The Linearly-Constrained Minimum Variance (LCMV) beamformer is a type of beamformer which can be applied to evoked fields (i.e. data obtained through timelockanalysis). The necessary ingredient for sourceanalysis in this case is the covariance-matrix between all sensor pairs. In order for the beamformer to work, this should be the covariance of (a particular latency window) of the averaged single trials. This is essentially different from the average covariance of the single trials. Therefore, we have to call timelockanalysis more than once: the first time we obtain the evoked field, and the second time we obtain the covariance matrix/ces at interesting latency/ies. The data used to generate the figures for the following script was obtained from a 248-sensor 4D-neuroimaging magnetometer system. The subject was presented with two visual stimuli in the lower left and right visual hemifield. In order to execute the following script, you need the following things:

1. A meaningful data-structure
2. A volume conductor model corresponding with the data
3. A grid describing the source space you want to 'scan'. You could also let sourceanalysis create this for you.

--

DIRECTIVE 1:
According to the LCMV beamformer passage, what is the necessary ingredient for sourceanalysis when applying this beamformer to evoked fields?
DIRECTIVE 2:
In the LCMV beamformer passage, copy out word for word the stretch from "1. A meaningful" through "this for you.".
The lines after this point are separate material, unrelated to the LCMV beamformer passage.

STORED DATA:
--

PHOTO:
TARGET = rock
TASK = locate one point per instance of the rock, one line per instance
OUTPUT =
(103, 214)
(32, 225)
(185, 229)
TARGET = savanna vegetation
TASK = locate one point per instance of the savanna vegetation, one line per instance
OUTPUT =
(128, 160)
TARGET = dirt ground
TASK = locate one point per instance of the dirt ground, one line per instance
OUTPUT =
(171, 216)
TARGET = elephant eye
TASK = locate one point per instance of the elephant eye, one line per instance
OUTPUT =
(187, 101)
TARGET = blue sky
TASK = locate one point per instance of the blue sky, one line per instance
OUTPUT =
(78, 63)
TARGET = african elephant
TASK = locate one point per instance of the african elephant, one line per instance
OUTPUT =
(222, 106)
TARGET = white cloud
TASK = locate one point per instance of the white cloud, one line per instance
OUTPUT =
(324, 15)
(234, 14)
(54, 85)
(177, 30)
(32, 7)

--

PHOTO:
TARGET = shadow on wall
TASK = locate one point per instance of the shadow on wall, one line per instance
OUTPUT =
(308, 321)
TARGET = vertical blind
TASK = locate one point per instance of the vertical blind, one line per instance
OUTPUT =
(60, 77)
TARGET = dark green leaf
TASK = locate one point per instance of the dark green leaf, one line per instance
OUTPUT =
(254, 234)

--

CORRECT OUTPUT 1:
The covariance-matrix between all sensor pairs.

CORRECT OUTPUT 2:
1. A meaningful data-structure
2. A volume conductor model corresponding with the data
3. A grid describing the source space you want to 'scan'. You could also let sourceanalysis create this for you.